## CONSIGNE 1
Dans le texte sur les troubles des conduites alimentaires, relevez les moyens énumérés entre parenthèses pour tenter d'effacer les émotions et les sensations.
## CONSIGNE 2
Rédigez la suite du texte sur les troubles des conduites alimentaires, à partir de sa dernière phrase.

## TEXTE EXTRAIT
· · · ·
Troubles alimentaires | Patients
Je souffre d’un Trouble des Conduites Alimentaires
Au commencement, le TCA apparaît comme solution. Il se nourrit du manque de confiance en soi, d’estime de soi, de la culpabilité, de la peur… Angoisse de ne pas être à la hauteur, pour soi et pour les autres. Terreur de ne pas être aimé.
Le TCA devient une réponse à un vide en soi.
Il devient une façon d’exister. Se dissocier de ses émotions pour ne plus en souffrir. Inviter la maladie dans sa vie à défaut de mieux.
Les premiers temps l’association fonctionne. La maladie tient ses promesses et nous rend, semble-t-il, plus fort. Elle a cette capacité à éliminer ce qui fait mal en soi. Elle prend toute la place et devient tout. Elle a effectivement tout rempli. On lui a demandé, elle l’a fait.
Cela se passe si rapidement et insidieusement que personne ne s’en est rendu compte.
Nous ne sommes plus. La maladie a tout pris. Notre corps, notre âme, notre personnalité, nos envies, nos rêves, nos rires, notre capacité à aimer. Son piège est refermé, c’est nous qu’elle gomme à présent.
Le trouble distille une tempête d’émotions de tristesse et de colère en soi. Les sentiments de peur et d’angoisse ne s’affaiblissent jamais.
La maladie décide de tout à présent. Elle choisit qui l’on doit être, nous empêche d’aller vers les autres car elle est très possessive. Elle installe la peur et nous tient grâce à elle. Elle sait nous répéter que nous ne sommes rien sans elle avec des injonctions en boucle dans la tête.
Les sensations que nous fuyions sont revenues, plus fortes encore. Mais le TCA nous chuchote de lui faire confiance, alors on supporte tout cela.
Sentir la faim, la faim qui fait mal au corps et à l’âme.
Sentir ce corps par lequel tout passe, sentir le mal que l’on se fait.
Contrôler l’incontrôlable. Tenter d’effacer ces émotions et toutes ces sensations par tous les moyens (hyperactivité en pensée et physique, boire lorsque l’estomac crie sa faim, dormir pour éviter de manger, manger quand ça ne va pas, vomir pour vider la peur et la colère…).
Contrôler la peur du vide, avec la croyance que de contrôler « au moins le poids et l’alimentation » rend meilleur.
Anesthésier les sensations. Effacer les émotions. Ne plus sentir. La maladie efface les affects pour mieux effacer la personne.
· · · ·
## DONNÉES SOURCES
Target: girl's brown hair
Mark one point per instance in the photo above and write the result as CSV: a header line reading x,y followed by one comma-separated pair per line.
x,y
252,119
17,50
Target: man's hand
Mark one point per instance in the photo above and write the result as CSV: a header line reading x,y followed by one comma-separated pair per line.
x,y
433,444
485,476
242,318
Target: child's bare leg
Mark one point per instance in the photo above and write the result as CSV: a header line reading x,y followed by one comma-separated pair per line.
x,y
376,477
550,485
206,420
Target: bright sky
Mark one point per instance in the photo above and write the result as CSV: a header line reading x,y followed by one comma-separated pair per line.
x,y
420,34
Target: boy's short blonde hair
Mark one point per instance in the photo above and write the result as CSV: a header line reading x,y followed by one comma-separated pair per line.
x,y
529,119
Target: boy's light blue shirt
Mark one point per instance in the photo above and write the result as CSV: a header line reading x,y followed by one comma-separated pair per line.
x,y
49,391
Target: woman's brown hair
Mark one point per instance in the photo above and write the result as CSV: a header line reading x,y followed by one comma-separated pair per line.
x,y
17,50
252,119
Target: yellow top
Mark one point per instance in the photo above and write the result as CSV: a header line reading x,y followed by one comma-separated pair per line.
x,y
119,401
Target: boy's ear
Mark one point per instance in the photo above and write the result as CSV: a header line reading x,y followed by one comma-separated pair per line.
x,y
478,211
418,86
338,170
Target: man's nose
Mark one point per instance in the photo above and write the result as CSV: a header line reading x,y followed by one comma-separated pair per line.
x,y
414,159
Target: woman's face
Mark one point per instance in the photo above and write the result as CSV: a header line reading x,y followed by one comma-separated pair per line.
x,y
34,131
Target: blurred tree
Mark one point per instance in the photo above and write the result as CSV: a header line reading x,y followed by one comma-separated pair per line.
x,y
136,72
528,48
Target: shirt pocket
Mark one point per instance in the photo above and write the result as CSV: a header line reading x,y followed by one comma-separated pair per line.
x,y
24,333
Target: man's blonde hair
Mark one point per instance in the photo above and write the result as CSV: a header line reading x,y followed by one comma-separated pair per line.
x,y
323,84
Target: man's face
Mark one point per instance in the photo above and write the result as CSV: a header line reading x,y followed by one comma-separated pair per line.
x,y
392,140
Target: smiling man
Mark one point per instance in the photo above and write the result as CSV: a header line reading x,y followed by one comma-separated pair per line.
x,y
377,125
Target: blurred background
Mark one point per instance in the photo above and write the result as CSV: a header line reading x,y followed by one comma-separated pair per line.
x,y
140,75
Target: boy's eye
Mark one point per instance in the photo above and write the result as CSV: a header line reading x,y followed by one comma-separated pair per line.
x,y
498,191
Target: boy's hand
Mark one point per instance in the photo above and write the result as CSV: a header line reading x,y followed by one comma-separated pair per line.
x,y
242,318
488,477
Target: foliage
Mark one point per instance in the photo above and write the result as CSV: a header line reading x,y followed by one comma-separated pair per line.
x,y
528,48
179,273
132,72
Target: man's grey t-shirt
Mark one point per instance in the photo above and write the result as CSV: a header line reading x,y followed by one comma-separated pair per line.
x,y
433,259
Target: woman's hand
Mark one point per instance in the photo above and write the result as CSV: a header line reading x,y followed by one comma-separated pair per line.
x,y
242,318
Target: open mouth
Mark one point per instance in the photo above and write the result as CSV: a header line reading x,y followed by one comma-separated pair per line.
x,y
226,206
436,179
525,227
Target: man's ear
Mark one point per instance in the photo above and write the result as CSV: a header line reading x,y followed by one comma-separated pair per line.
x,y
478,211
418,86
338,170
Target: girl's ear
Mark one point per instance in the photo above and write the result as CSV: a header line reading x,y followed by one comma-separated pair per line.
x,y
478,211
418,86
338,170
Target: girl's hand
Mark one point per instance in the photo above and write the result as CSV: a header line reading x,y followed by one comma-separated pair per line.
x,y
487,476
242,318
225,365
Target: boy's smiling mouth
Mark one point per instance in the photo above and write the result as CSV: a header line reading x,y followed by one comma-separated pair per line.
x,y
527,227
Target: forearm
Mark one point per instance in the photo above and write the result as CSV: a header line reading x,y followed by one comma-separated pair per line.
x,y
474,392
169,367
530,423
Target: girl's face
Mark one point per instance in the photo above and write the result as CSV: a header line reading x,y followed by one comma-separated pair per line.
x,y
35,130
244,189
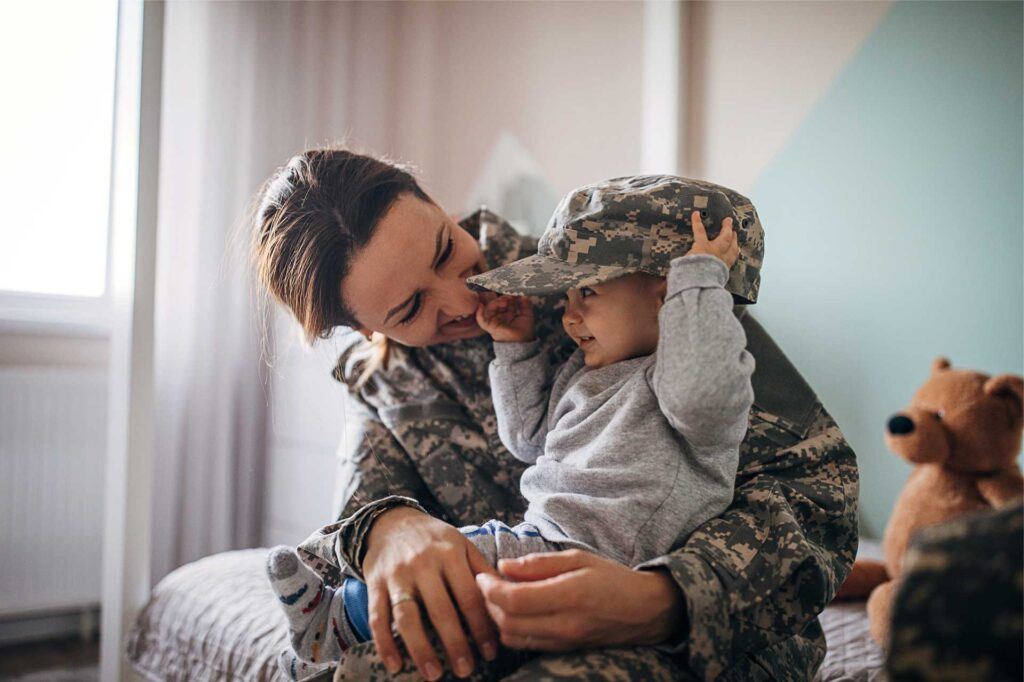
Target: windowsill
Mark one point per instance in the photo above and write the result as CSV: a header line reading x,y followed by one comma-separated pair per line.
· · · ·
## RÉPONSE ATTENDUE 1
- hyperactivité en pensée et physique
- boire lorsque l'estomac crie sa faim
- dormir pour éviter de manger
- manger quand ça ne va pas
- vomir pour vider la peur et la colère

## RÉPONSE ATTENDUE 2
Qui suis-je si je ne ressens plus rien ?
Je suis anorexique, je suis boulimique, je suis obèse, je suis compulsif. Je deviens la maladie. J’existe enfin.
Vivre hors du TCA devient alors impossible, il faudrait assumer d’être quelqu’un qui a été effacé, oublié. Risquer d’être quelqu’un, en n’ayant plus peur de soi-même.
Pourtant vivre c’est risquer.
Vivre c’est sentir.
Vivre c’est exister.
Oser en parler
Est-ce que quelqu’un peut me comprendre ?
Enfermé dans la maladie, on n’a plus qu’un seul espoir : celui d’être compris(e). Pourtant, tenter d’expliquer est impossible et se solde souvent par un échec qui rend plus épais encore le silence, plus grande la solitude.
On n’arrive pas à s’en sortir. On est submergé, dépassé et épuisé. On doit porter ce fardeau seul(e). C’est une bataille entre soi et soi. Comment se battre contre une chose qui vit en soi et qui décide tout ? Finalement il ne reste que le vide.
On est terrifié(e) à l’idée de dire. Comment en parler ? Cela fait si peur. On ne peut pas être compris. Avouer c’est prendre le risque d’être rejeté(e) tout comme l’on rejette ce que l’on ne comprend pas.
Difficile de saisir le sens de cette existence effacée par la maladie. On ne se reconnait plus. On est perdu. On cherche ce qui pourrait arrêter la souffrance. Y-a-t-il quelque chose à faire ? On veut crier à l’aide. Mais on a trop honte.
Ces sentiments ne s’expliquent pas, ils se vivent. Il faut pourtant oser les partager pour pouvoir se libérer.
Oser agir
Un jour quelque chose se passe, la bulle éclate, on s’aperçoit que la maladie est là et qu’on n’en veut plus.
On souffre alors de comprendre, de voir la réalité, réaliser qu’on était enfermé.
Maintenant que vous avez senti que vous ne vouliez plus, il faut oser agir. S’autoriser à y croire et percevoir que c’est possible !
Franchir, petit à petit, ces frontières qui vous séparent encore de vous-même, de ce que vous êtes et non de ce que vous devez être, de ce que vous faites et non de ce que vous devez faire, de vos projets et non ceux de la maladie.
Vous n’êtes pas seul(e). Acceptez de demander de l’aide, entourez-vous et plus que tout, soyez en sûrs : vous méritez la guérison.